<<<<
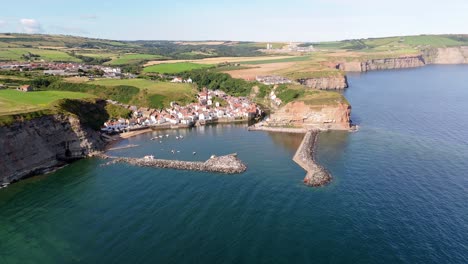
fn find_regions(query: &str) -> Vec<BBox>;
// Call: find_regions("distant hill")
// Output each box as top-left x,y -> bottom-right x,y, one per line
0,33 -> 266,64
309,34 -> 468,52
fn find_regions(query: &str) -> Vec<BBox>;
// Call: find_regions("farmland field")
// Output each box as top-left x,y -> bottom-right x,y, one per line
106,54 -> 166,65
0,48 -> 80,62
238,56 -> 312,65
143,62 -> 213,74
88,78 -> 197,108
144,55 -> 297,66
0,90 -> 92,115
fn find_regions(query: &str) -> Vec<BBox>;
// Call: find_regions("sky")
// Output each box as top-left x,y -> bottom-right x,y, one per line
>>>>
<<<<
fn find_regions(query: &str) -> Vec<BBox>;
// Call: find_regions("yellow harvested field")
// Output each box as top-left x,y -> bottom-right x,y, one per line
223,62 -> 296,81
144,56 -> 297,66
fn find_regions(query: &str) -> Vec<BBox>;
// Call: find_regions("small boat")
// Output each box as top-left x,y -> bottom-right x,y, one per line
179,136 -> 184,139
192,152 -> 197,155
>>>>
<<<<
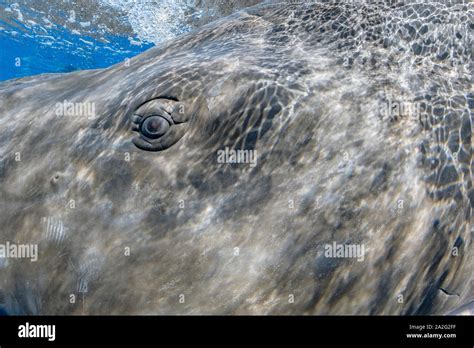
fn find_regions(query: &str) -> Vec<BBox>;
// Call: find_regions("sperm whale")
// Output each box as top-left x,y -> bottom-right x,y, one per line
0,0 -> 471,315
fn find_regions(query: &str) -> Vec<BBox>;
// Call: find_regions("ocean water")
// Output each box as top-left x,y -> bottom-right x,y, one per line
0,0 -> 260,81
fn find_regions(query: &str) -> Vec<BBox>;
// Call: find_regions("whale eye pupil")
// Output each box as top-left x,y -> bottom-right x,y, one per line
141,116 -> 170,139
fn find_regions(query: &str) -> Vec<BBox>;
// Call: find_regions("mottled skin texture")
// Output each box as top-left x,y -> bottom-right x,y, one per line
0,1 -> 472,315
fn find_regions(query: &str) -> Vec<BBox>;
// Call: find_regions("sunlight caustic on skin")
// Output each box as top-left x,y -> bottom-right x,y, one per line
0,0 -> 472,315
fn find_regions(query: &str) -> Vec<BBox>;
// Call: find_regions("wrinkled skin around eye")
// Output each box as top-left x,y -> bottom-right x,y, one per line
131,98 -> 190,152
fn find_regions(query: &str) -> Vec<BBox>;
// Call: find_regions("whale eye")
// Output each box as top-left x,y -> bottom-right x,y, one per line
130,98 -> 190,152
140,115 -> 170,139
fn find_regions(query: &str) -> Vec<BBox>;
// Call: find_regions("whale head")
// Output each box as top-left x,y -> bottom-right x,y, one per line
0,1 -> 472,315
>>>>
## Task statement:
For each line above that includes "whale", copy the line.

## Output of the exercise:
// Call: find_regions("sperm whale")
// Call: find_regions("whale eye pupil")
// Call: find_regions("whale eye")
// Call: find_regions("whale head")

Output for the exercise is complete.